## TASK BRIEF
Wherever the word "photo" occurs in the listing below, copy that whole line.

============

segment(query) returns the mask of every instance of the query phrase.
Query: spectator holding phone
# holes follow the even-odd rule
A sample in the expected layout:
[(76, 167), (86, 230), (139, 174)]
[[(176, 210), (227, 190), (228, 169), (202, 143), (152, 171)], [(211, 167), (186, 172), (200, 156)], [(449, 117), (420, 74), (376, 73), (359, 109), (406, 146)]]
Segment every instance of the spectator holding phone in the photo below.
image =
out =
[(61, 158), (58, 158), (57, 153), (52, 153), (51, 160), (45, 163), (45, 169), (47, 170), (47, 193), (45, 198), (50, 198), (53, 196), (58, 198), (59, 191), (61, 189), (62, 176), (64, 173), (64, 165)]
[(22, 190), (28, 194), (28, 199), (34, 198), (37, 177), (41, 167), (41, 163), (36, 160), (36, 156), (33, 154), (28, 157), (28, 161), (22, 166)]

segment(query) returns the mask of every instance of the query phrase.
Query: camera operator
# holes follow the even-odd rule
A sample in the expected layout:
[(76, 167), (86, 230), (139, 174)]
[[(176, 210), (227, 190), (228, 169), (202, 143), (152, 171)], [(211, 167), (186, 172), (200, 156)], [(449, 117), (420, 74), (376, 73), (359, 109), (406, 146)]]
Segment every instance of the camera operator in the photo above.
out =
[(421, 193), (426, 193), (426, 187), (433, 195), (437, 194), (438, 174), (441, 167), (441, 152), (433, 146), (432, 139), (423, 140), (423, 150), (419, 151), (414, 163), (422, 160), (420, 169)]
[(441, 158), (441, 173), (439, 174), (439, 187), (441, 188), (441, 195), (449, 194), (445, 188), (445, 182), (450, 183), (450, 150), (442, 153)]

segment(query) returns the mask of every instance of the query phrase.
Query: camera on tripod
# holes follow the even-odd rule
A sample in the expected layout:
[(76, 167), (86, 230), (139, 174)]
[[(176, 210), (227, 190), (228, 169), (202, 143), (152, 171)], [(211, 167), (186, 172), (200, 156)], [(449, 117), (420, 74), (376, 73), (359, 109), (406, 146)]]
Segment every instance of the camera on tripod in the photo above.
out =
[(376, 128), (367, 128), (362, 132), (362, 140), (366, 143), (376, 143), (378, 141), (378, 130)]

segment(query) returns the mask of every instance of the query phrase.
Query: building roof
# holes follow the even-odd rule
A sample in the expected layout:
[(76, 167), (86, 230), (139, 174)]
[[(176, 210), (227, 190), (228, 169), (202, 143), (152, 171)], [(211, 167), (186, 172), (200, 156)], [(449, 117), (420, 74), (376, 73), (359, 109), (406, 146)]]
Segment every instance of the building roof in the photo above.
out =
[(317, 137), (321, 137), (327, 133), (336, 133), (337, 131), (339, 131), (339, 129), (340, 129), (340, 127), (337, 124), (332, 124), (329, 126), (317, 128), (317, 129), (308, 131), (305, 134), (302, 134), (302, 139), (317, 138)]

============

## YOUR RESPONSE
Segment every instance of the spectator holding phone in the photo below.
Segment every instance of the camera operator in the photo above.
Segment every instance of the camera on tripod in the photo above.
Segment every instance of the building roof in the photo above.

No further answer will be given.